Rewrite the lines below as a numbered list, skipping any blank lines. Leave the pictures out of your answer.
[Start of Information provided]
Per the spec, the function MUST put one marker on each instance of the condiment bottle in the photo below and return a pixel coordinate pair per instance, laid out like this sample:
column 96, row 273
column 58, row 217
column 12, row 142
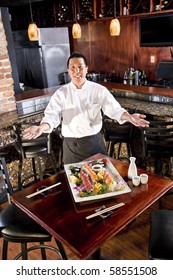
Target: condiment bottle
column 132, row 170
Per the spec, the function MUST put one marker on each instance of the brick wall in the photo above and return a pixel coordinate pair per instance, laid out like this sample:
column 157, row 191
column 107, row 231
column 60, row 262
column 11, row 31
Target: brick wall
column 7, row 100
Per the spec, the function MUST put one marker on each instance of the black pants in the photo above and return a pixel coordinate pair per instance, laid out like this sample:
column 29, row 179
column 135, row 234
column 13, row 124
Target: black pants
column 78, row 149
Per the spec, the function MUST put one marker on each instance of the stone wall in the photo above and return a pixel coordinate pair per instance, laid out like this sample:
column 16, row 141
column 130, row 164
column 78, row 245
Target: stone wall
column 7, row 100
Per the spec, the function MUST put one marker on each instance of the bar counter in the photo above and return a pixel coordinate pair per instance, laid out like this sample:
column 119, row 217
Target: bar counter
column 31, row 104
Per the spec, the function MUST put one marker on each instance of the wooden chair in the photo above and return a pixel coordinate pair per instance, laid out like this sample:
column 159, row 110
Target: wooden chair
column 17, row 227
column 161, row 235
column 114, row 133
column 33, row 149
column 157, row 142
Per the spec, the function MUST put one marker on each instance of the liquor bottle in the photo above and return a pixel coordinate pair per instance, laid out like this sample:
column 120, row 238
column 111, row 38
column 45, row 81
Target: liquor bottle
column 143, row 79
column 132, row 170
column 125, row 8
column 125, row 78
column 136, row 78
column 131, row 76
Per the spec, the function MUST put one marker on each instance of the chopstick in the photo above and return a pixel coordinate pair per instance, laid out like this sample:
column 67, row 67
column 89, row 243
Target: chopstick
column 105, row 210
column 43, row 190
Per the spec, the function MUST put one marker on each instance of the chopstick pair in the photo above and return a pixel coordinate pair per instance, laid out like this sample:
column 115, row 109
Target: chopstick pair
column 105, row 210
column 43, row 190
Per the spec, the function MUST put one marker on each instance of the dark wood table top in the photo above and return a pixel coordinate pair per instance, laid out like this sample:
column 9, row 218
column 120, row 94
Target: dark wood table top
column 66, row 220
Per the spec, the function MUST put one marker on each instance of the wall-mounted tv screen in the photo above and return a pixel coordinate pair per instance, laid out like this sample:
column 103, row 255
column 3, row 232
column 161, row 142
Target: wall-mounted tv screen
column 156, row 31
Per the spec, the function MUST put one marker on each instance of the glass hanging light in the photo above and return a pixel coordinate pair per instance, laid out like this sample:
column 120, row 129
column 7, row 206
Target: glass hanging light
column 115, row 24
column 33, row 32
column 76, row 28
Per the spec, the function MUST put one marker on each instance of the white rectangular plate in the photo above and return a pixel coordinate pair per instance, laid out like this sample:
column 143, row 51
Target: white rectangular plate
column 110, row 169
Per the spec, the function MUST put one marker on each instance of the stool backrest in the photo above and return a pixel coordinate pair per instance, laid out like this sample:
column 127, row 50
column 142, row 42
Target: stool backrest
column 21, row 143
column 113, row 131
column 158, row 138
column 5, row 186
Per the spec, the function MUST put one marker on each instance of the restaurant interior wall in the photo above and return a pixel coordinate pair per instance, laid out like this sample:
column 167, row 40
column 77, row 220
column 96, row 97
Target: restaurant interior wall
column 6, row 81
column 105, row 53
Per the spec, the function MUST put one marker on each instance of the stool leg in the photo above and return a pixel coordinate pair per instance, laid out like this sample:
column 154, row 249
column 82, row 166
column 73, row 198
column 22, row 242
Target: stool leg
column 43, row 251
column 20, row 174
column 119, row 150
column 39, row 168
column 24, row 251
column 4, row 250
[End of Information provided]
Written response ->
1. Per the spec, the function MUST put one marker on each instance of the condiment bottle in the photo below and return a pixel coordinate pair per instance, laid out like this sample:
2. column 96, row 273
3. column 58, row 217
4. column 12, row 142
5. Target: condiment bottle
6. column 132, row 170
7. Per the spec, the function MUST put one marker on each instance of the brick wall in the photo above and return a pixel coordinate pair per instance, laid out like this sample:
8. column 157, row 191
9. column 107, row 231
10. column 60, row 262
11. column 11, row 31
12. Target: brick wall
13. column 7, row 100
14. Per the spec, the function MUST put one marker on each instance of the black pants in the photo above and return a pixel coordinate pair per instance, laid out like this sample:
15. column 29, row 179
16. column 135, row 234
17. column 13, row 124
18. Target: black pants
19. column 78, row 149
20. Per the spec, the function MUST put one marker on each instance of the stone wall in the photo above and return a pixel coordinate pair per instance, laid out like this sample:
21. column 16, row 141
22. column 130, row 164
23. column 78, row 245
24. Target: stone wall
25. column 7, row 100
26. Per the spec, the function MUST put one marker on each instance of the bar counter in the photo above and return a pixel coordinate pair per instance, laid out like this sample:
27. column 119, row 217
28. Target: bar counter
29. column 31, row 104
30. Per the spec, the function MUST put one marker on each instance of the wooden chair in the photo above and return a pixel coordinate pair per instance, laid out like this sample:
31. column 159, row 110
32. Target: wooden chair
33. column 17, row 227
34. column 161, row 235
35. column 114, row 133
36. column 33, row 149
37. column 157, row 142
38. Per the spec, the function MUST put one marker on each instance of the liquor bottle in the photo above and return a pixel coordinate pair per instance, laid out like this sample:
39. column 120, row 238
40. column 111, row 38
41. column 45, row 81
42. Target: liquor bottle
43. column 143, row 79
44. column 132, row 170
45. column 125, row 8
46. column 125, row 78
47. column 136, row 78
48. column 131, row 76
49. Per the spec, the function MUST put one marker on each instance of the chopstick in the photo above and return a pixel coordinate pair per instance, laid out like this sample:
50. column 67, row 67
51. column 89, row 243
52. Target: chopstick
53. column 105, row 210
54. column 43, row 190
55. Per the spec, the function MUST put one marker on each instance of the chopstick pair in the photo above and return a pixel coordinate pair per instance, laid out like this sample:
56. column 115, row 109
57. Target: chopstick pair
58. column 105, row 210
59. column 43, row 190
60. Per the spec, the function MUST put one marker on each instance of the dark wood table top in the photo above and return a pixel coordinate pair per instance, laid out like this sample:
61. column 9, row 218
62. column 120, row 94
63. Target: dark wood table top
64. column 66, row 220
65. Per the spec, the function MUST put one marker on each instance of the wall-mounted tv screen in the photo above and return a pixel coordinate pair per instance, laid out like this sample:
66. column 103, row 255
67. column 3, row 232
68. column 161, row 142
69. Target: wall-mounted tv screen
70. column 156, row 31
71. Per the spec, the function MUST put one marker on each instance of the glass hanging light in the photo above and return a pixel coordinate pair per instance, laid out like this sample:
72. column 120, row 129
73. column 7, row 206
74. Target: glass hanging light
75. column 115, row 24
76. column 33, row 32
77. column 76, row 28
78. Per the spec, the function MUST put one marker on each instance of the white rectangular plate in the photo above and return a pixel coordinate pair per instance, laid out like this sample:
79. column 143, row 51
80. Target: white rectangular plate
81. column 110, row 169
82. Per the spec, the function MUST put one marker on each instance of the stool backrest in the photo above and return a pixel coordinate pair per instance, laid out like this sample:
83. column 127, row 50
84. column 142, row 42
85. Target: stool backrest
86. column 21, row 143
87. column 113, row 131
88. column 158, row 138
89. column 5, row 186
90. Per the spec, the function MUST put one marker on each instance of the restaurant interior wall in the photo above and return a pixel coordinate pair per instance, laid out like this sample:
91. column 167, row 40
92. column 77, row 220
93. column 96, row 97
94. Target: restaurant interior wall
95. column 6, row 81
96. column 105, row 53
97. Per the spec, the function MUST put one marker on each instance of the stool leg in the photo above and return a pixel coordinate pair per instance, laid out like this sample:
98. column 154, row 249
99. column 82, row 166
100. column 73, row 198
101. column 22, row 242
102. Target: stool leg
103. column 43, row 251
104. column 20, row 174
105. column 119, row 150
106. column 39, row 168
107. column 24, row 251
108. column 4, row 250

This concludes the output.